原発など原子力施設で働く民間人への身辺調査制度づくりを話し合う原子力規制委員会の外部専門家会議「核セキュリティに関する検討会」で、委員の櫻井敬子学習院大学教授が「子どもが難病で、非常に治療費が高額になる従業員の場合だと、割と誘惑しやすい」とのべていたことがわかりました。難病患者を家族に持つ従業員を情報漏えいの「リスクのある類型」とする暴言で、秘密保護法の人権無視の差別的側面も浮き彫りになりました。
この発言があった検討会は、秘密保護法案に盛り込まれている「適性評価制度」の“原子力施設版”づくりをすすめる会議である「核セキュリテイに関する検討会」。
今年7月に行われた2回目の検討会で櫻井氏は、「客観的にリスクのある類型というのは考えられる。機微な情報に触れるような人に対して、(情報漏えいをそそのかす側から)『この人は落としやすい』と思われる弱点を持った人間というのは客観的にある」と発言。
その上で、「子どもが難病で、非常に治寮費が高額になるようなお子さんを抱えているような従業員の場合ですと、外から見ると『その人はお金に困っているんだろう』と思うので、割と誘惑しやすい、そんな事例が外国の例などではよく挙げられています」とのべています。

保存済みデータ項目:
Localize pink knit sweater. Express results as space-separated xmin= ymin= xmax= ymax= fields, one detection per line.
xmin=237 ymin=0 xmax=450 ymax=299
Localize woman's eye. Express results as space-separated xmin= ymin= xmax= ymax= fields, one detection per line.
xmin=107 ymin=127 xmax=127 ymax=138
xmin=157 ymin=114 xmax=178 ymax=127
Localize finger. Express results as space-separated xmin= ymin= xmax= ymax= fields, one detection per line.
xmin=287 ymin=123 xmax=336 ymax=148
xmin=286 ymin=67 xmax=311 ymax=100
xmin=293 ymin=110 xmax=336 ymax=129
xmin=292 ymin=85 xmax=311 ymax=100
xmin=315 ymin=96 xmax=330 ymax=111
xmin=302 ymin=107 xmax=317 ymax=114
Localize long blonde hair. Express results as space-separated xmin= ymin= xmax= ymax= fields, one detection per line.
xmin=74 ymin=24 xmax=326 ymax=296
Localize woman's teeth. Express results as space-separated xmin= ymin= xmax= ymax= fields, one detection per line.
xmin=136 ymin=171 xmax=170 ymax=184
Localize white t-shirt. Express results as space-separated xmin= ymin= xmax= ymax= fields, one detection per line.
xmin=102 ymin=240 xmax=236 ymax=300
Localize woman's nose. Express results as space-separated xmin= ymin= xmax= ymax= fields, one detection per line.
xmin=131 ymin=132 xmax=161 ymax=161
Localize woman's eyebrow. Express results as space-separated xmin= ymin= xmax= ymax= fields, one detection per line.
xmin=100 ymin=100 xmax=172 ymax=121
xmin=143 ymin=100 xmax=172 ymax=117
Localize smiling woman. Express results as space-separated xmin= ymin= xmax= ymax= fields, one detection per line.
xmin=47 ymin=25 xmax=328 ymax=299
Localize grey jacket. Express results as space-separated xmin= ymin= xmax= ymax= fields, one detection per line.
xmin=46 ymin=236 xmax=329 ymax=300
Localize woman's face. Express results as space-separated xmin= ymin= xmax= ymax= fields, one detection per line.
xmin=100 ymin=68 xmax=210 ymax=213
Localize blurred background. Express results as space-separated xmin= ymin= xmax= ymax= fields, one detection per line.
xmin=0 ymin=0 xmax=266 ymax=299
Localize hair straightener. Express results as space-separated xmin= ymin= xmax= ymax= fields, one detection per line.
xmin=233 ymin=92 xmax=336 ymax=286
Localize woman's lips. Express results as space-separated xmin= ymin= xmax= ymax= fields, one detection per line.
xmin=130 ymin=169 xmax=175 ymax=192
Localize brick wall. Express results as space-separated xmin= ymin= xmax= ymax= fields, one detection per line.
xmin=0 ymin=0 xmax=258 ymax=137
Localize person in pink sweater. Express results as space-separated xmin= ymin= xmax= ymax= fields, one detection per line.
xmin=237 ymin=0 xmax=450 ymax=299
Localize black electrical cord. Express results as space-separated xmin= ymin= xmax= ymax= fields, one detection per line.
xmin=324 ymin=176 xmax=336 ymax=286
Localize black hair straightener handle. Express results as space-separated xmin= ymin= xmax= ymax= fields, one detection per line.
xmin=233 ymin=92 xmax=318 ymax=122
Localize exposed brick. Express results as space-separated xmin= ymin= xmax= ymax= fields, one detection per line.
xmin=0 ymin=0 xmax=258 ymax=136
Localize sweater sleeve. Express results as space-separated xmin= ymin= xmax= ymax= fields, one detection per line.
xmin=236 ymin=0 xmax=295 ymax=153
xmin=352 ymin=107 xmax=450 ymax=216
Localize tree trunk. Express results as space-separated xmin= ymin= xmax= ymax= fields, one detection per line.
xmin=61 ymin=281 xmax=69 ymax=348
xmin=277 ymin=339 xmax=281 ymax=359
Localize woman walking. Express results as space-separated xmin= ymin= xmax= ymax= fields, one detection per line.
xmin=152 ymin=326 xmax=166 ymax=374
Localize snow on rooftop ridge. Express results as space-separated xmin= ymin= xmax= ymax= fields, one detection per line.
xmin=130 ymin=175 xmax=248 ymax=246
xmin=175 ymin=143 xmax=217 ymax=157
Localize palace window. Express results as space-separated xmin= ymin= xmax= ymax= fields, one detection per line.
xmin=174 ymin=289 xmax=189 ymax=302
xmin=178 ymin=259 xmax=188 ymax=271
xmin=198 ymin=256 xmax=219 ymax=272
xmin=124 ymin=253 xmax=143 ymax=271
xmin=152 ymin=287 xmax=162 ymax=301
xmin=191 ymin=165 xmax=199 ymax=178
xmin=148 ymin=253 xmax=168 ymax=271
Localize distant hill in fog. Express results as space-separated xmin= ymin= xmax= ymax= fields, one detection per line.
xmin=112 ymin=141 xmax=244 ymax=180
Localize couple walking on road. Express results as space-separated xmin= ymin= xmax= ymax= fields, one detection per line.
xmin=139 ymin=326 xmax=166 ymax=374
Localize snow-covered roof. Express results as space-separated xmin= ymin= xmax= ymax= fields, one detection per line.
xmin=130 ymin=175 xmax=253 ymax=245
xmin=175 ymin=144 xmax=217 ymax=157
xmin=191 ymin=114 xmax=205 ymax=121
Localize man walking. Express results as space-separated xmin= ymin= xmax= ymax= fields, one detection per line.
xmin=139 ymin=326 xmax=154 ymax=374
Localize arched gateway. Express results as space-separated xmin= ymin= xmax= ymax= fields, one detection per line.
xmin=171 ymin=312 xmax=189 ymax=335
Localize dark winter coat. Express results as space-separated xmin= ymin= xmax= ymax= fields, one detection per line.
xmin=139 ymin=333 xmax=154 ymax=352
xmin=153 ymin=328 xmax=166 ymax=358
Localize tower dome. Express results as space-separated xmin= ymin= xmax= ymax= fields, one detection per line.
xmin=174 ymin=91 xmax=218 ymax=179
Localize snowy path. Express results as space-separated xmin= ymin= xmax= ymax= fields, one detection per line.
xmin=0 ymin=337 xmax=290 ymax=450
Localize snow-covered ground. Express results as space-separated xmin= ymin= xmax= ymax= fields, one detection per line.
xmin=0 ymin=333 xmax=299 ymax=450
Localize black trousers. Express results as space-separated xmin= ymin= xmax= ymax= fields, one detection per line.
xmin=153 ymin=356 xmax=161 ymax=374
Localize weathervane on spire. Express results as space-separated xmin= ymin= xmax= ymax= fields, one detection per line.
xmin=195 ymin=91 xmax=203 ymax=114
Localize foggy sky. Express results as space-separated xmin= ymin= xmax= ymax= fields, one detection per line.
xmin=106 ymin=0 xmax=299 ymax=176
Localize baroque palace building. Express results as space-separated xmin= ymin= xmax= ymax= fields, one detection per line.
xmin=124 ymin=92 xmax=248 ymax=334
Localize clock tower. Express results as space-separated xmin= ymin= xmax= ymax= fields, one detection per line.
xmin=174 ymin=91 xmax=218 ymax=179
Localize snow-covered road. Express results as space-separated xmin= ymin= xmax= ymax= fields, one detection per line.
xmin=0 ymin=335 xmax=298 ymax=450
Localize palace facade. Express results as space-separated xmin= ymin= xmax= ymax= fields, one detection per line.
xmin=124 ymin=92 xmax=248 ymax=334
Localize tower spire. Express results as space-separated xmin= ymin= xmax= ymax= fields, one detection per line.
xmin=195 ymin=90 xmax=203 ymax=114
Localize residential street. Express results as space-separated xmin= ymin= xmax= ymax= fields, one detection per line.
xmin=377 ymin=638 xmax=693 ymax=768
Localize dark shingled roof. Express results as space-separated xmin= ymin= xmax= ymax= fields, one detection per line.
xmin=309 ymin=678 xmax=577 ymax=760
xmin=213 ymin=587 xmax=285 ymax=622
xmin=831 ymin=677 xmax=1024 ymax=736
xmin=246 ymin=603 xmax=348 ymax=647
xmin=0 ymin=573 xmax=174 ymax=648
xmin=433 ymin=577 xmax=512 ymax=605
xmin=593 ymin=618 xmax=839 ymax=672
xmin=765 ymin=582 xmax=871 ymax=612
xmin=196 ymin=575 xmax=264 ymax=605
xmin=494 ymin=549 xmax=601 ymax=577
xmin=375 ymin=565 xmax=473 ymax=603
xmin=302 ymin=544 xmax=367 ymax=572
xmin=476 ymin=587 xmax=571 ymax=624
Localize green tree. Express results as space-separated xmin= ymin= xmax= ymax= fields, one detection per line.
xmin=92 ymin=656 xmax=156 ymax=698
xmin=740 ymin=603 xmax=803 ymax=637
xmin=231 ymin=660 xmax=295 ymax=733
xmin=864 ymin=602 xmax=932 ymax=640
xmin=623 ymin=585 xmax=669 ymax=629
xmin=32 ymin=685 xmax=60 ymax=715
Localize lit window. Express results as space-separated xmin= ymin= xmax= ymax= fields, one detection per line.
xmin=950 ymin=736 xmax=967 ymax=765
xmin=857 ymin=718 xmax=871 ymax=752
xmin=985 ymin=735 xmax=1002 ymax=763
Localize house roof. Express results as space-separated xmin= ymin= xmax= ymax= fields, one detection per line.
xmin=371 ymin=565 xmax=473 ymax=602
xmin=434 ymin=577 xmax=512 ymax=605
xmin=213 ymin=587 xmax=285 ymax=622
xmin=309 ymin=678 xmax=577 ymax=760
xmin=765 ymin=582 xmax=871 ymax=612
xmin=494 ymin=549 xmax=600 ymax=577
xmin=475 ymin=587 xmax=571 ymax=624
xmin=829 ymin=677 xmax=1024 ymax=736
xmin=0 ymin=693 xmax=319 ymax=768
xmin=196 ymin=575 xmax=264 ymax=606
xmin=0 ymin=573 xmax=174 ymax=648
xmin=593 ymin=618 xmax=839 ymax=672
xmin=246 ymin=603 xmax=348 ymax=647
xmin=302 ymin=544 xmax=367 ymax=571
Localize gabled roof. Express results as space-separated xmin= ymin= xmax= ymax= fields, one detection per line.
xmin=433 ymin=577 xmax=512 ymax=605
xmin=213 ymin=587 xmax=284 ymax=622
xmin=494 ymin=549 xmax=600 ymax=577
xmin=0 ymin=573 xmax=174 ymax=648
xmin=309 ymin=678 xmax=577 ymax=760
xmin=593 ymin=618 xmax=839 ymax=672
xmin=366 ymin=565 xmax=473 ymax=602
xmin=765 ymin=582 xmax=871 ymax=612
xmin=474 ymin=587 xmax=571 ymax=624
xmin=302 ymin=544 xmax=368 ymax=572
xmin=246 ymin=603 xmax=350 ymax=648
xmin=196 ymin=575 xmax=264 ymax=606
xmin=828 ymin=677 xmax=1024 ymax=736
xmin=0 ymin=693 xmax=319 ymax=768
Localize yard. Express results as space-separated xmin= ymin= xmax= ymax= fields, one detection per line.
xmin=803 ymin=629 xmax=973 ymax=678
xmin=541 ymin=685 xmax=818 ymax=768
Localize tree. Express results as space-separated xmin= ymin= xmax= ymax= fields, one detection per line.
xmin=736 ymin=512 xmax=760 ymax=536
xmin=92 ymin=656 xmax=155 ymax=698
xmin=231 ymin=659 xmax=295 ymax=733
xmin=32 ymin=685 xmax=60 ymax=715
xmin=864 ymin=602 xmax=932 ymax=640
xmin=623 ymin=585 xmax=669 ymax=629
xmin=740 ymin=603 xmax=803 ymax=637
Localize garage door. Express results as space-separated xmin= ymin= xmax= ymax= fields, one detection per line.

### 作業要件
**1.** 核セキュリティ検討会の記事のうち、「原発など原子力施設で働く民間」で始まり「キュリテイに関する検討会」。」で終わる部分を一字一句そのまま書き写してください。
**2.** 核セキュリティ検討会の記事を、最後に示された文の後から書き継いでください。

### 回答一覧
**1.**
原発など原子力施設で働く民間人への身辺調査制度づくりを話し合う原子力規制委員会の外部専門家会議「核セキュリティに関する検討会」で、委員の櫻井敬子学習院大学教授が「子どもが難病で、非常に治療費が高額になる従業員の場合だと、割と誘惑しやすい」とのべていたことがわかりました。難病患者を家族に持つ従業員を情報漏えいの「リスクのある類型」とする暴言で、秘密保護法の人権無視の差別的側面も浮き彫りになりました。
この発言があった検討会は、秘密保護法案に盛り込まれている「適性評価制度」の“原子力施設版”づくりをすすめる会議である「核セキュリテイに関する検討会」。

**2.**
櫻井氏は、こうした「リスクのある類型」の従業員を「人事配置」で排除できる仕組みづくりを検討するよう促しています。
櫻井氏は、秘密保護法案の骨格づくりを担った有識者会議でも委員を務めていました。この有識者会議をめぐっては、議事録やメモが存在しません。
委員だった櫻井氏が「適性評価」について、こうした発言をしていることは、秘密保護法案が人権を無視し、差別を当然とする発想にたったものであることを示しています。
また櫻井氏は、政府の社会保障審議会のメンバーでもあります。国の社会保障や医療制度を審議する立場の人物が、難病患者や家族を「リスクのある類型」としたことは、重大です。